DO THIS → Rewrite the lines from the one containing "of the outdoor" through the end of the records, changing "point localization" to "point detection" and leaving everything else as it is.

Pointing dataset records
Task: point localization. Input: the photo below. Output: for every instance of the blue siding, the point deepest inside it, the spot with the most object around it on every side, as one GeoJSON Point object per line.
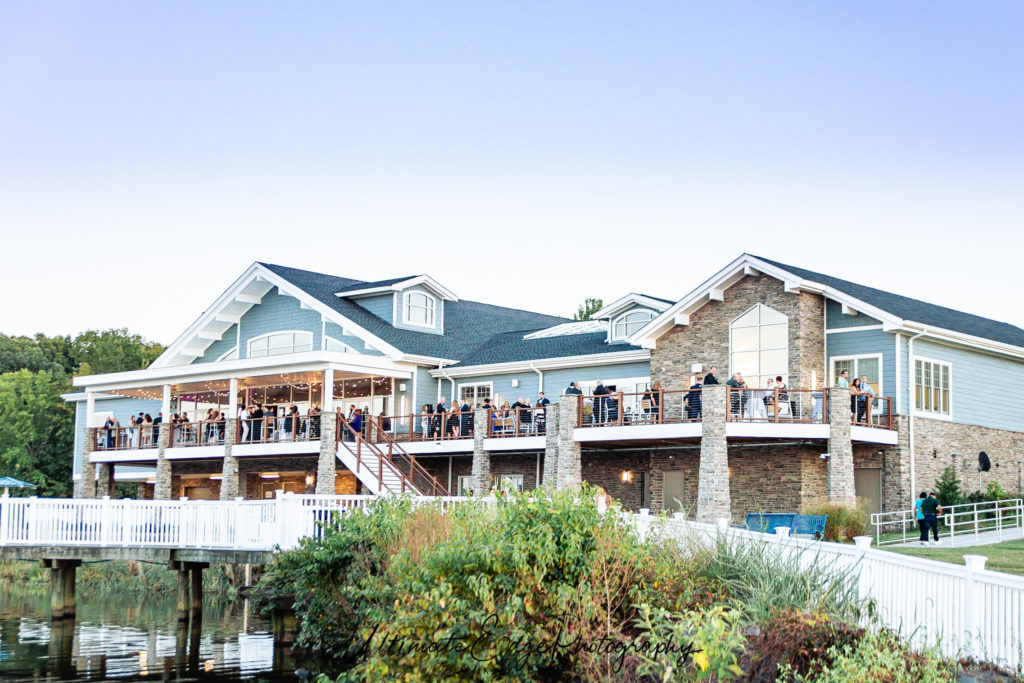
{"type": "Point", "coordinates": [278, 312]}
{"type": "Point", "coordinates": [985, 388]}
{"type": "Point", "coordinates": [218, 348]}
{"type": "Point", "coordinates": [438, 312]}
{"type": "Point", "coordinates": [867, 342]}
{"type": "Point", "coordinates": [382, 306]}
{"type": "Point", "coordinates": [836, 319]}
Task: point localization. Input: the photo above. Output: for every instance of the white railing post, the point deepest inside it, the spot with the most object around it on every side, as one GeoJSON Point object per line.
{"type": "Point", "coordinates": [5, 511]}
{"type": "Point", "coordinates": [975, 563]}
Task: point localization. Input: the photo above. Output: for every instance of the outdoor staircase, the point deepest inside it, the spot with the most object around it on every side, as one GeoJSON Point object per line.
{"type": "Point", "coordinates": [381, 464]}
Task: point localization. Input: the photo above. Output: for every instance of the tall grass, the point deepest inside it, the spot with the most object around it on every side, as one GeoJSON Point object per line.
{"type": "Point", "coordinates": [763, 581]}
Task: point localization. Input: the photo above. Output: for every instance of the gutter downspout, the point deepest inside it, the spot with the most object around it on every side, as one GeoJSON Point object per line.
{"type": "Point", "coordinates": [909, 408]}
{"type": "Point", "coordinates": [540, 375]}
{"type": "Point", "coordinates": [440, 369]}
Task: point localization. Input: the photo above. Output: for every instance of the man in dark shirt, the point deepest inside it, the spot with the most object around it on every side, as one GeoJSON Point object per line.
{"type": "Point", "coordinates": [931, 509]}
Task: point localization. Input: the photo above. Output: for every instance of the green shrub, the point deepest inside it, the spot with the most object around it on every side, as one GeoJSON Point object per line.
{"type": "Point", "coordinates": [842, 523]}
{"type": "Point", "coordinates": [878, 656]}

WORKED ANSWER →
Task: point detection. Input: the photo above. Output: for every instance of the outdoor staircase, the point deepest inside it, the spot with the most object around it on every side, as one GeoJSON Point object per line.
{"type": "Point", "coordinates": [381, 464]}
Task: point detection. Input: the photo above. Output: for every instance of the tall grass, the point deepest inside it, the spot with the most object around it on every side, as one GeoJSON Point object per line.
{"type": "Point", "coordinates": [763, 581]}
Task: point detection. Input: the photo above. Output: for every instance of the gutter downspout, the point deepest inside it, the spot with the most object around it on every side, as one GeoJSON Point object per line.
{"type": "Point", "coordinates": [909, 408]}
{"type": "Point", "coordinates": [540, 375]}
{"type": "Point", "coordinates": [440, 369]}
Task: point detection. Input: the photo above. Output: for every instance of the man in dark shirt, the point deepest inside it, the spot with the most object around it on every side, as one GeoJSON Point object per line.
{"type": "Point", "coordinates": [931, 509]}
Task: point detection. Input: the photo above. Output: for every instance of the green shrub, the point deepest inside it, the spot with the most object around it on every side, as one GeoJSON Point object per line.
{"type": "Point", "coordinates": [842, 523]}
{"type": "Point", "coordinates": [878, 656]}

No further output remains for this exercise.